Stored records
▼
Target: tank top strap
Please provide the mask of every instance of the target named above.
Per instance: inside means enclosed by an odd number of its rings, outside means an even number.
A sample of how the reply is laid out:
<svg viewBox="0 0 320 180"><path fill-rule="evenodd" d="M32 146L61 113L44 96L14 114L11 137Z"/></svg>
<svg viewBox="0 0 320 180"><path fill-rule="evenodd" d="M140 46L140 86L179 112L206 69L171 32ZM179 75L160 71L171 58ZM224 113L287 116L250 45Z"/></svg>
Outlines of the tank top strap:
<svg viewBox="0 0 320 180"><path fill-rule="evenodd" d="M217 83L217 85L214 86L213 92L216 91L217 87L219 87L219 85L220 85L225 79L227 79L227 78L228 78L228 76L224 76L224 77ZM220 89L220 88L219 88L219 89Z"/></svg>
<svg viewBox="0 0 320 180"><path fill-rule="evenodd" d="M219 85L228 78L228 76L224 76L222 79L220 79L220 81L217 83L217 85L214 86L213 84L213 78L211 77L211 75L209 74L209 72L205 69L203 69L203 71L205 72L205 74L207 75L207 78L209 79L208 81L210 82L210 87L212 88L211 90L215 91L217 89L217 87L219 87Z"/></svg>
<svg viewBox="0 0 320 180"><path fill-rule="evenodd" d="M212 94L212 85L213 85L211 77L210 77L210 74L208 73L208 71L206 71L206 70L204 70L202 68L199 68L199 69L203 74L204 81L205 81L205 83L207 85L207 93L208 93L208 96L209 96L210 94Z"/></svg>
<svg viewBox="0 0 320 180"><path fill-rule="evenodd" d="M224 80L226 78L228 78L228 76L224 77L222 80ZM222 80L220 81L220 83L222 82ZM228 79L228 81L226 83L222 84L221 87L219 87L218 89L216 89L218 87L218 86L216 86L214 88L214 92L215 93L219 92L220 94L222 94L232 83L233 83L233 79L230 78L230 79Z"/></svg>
▲
▶ Work task: Scan the entries above for the string "instance" and copy each line containing it.

▶ Answer section:
Please provide the mask of every instance of the target named above.
Per instance: inside means enclosed by an odd number of its rings, outside means an even number.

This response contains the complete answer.